____ Source text

Later in the chapter, Neary argues that a “fully developed pedagogy of excess would look beyond student issues, to matters of more general social concern, ‘common affairs’, in which the interests of students are not the main issue.” The events of 1968 provided the context for a new subjectivity of students to emerge, one which is still active today as seen by the student protests and occupations over the last few years. The events of 1968 gave rise to

“the emergence of a new form of university: democratic (Scott 1995), postmodern (Lyotard 1999 ) and multiverse (Kerr 1963). The key feature of this new type of university was that universities had now become sites of contested space, not only for the control and management of the higher education, but in relation to the meaning and purpose of knowledge itself (Delanty 2001).”

During this time, students were engaged in the design of curricula and forms of assessment and “through the proliferation of independent study programmes, a recognition that undergraduate students were capable of creating knowledge of real academic content and value (Pratt 1997).”

By now, ‘Student as Producer’ has been extended to a ‘Pedagogy of Excess’, both synonymous with a radical, negative critique of the modern university which is grounded in the historical struggle of students and academics, and always suggestive of a “framework” through which “the organising principle for institutions of higher education as a whole” can be re-engineered. The theoretical basis for that framework began with Walter Benjamin and is further developed through Marx’s labour theory of value, with “the category of excess… offered ‘as an alternative to the rationalist calculation of capitalist exchange’ (Kosalka 1999).”

Excess is identified as ‘surplus’ and the way by which a society handles its surplus product. Neary argues that the acts of giving, sharing, gifting, and generosity are forms of distributing surplus that are “instantly recognisable as being at the core of the academic enterprise (Fuller 2002).” Yet, following Marx, Benjamin and Debord, “the key to the transformation of capitalist social relations lies not in the politics of consumption, but the politics of production”. An identification of ‘excess’ with the process of production allows Neary to argue that ‘excess’ can be theorised most adequately through Marx’s theory of surplus value, grounded in the process of capitalist production, where surplus value (profit) is created by the exploitation of waged labour. “In the world of capitalist work excess equals exploitation.”

In the face of Fascism and Bolshevism, Benjamin saw the urgent need to turn the consumer into producer. In the face of ecological crisis and global recession, Neary argues that higher education’s direct role in “the development of technology, science and the production of knowledge” (i.e. the production of surplus value) requires the student-academic to reassert herself as “both the producer and personification of this form of knowledge”. The academic labour of both teachers and students is the

“foundation for a pedagogy of excess, whose main learning point is that the production of surplus value through the politics of oppression, scarcity, poverty and violence, is to adequate to the sustainability of human life. The pedagogy of excess is a learning process which promotes the creative capacity of people in accordance with their needs as social individuals (Kay and Mott 1982).”

In the final section of the book chapter, Neary argues that a pedagogy of excess would attempt to overcome the “fragmented agendas” of existing curricula and be re-framed as “a course of action” which grounds the concept of excess in “an alternative political economy, involving a critique not simply of the politics of consumption but the politics of production.” That is, the organising principle for the entire institution of higher education would be negotiated through the political struggle of academic labour, which finds its creative expression through new research projects of social value, rather than surplus value.

________

- [What you need to do]:
1/ Answer these questions from the passage on the pedagogy of excess, with each answer on its own line and marked to match:
(a) Which three forms of university are said to have emerged from the events of 1968?
(b) According to the quoted line, what does excess equal in the world of capitalist work?
(c) Who saw the urgent need to turn the consumer into producer in the face of Fascism and Bolshevism?
2/ Rewrite everything in the passage on the pedagogy of excess from "In the final" down to "than surplus value.", putting "plan of action" in place of "course of action".

____ Material shown

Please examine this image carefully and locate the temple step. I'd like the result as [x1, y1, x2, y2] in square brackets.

________
____ Material shown

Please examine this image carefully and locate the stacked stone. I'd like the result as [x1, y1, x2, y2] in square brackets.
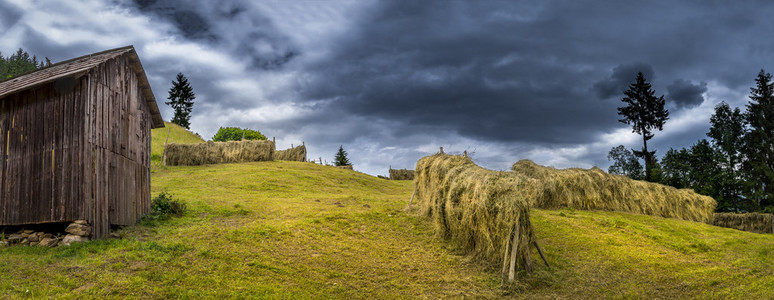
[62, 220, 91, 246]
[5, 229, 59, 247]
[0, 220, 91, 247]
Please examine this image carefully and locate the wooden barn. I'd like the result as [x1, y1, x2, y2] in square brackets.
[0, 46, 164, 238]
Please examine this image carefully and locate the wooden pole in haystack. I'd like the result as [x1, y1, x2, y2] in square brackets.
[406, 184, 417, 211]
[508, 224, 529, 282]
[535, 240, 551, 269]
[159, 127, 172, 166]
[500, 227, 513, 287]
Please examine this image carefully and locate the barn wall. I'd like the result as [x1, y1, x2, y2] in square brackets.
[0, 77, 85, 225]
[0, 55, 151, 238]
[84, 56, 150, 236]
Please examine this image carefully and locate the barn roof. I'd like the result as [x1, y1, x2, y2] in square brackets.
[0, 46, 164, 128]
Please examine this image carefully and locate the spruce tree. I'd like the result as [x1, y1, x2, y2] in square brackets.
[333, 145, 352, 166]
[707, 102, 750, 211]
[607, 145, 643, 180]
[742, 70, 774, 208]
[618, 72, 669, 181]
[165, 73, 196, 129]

________
____ Material shown

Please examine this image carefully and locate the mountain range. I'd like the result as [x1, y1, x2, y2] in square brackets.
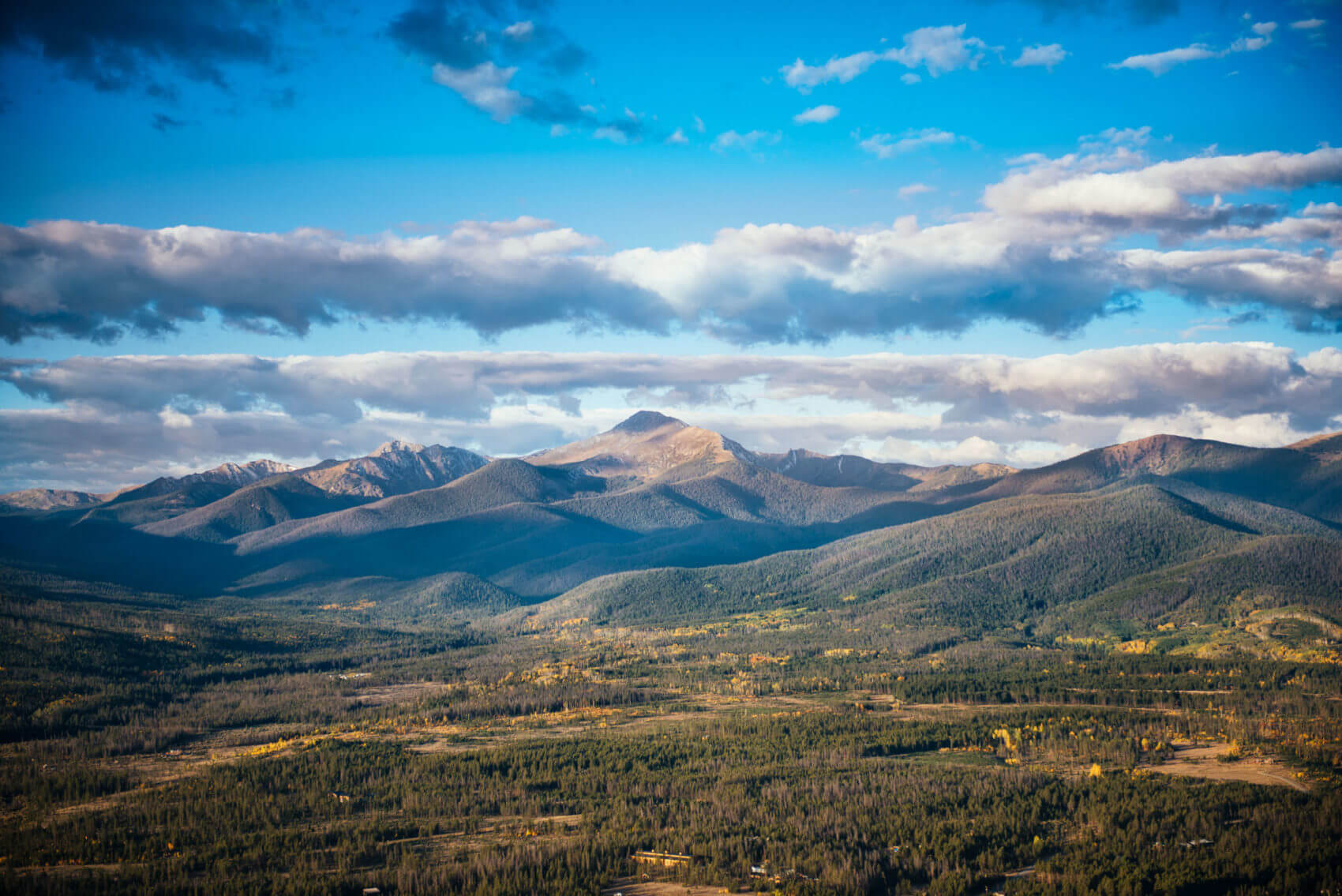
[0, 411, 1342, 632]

________

- [Task-by-task outputs]:
1/
(a) Democratic, postmodern and multiverse.
(b) Exploitation.
(c) Benjamin.

2/
In the final section of the book chapter, Neary argues that a pedagogy of excess would attempt to overcome the “fragmented agendas” of existing curricula and be re-framed as “a plan of action” which grounds the concept of excess in “an alternative political economy, involving a critique not simply of the politics of consumption but the politics of production.” That is, the organising principle for the entire institution of higher education would be negotiated through the political struggle of academic labour, which finds its creative expression through new research projects of social value, rather than surplus value.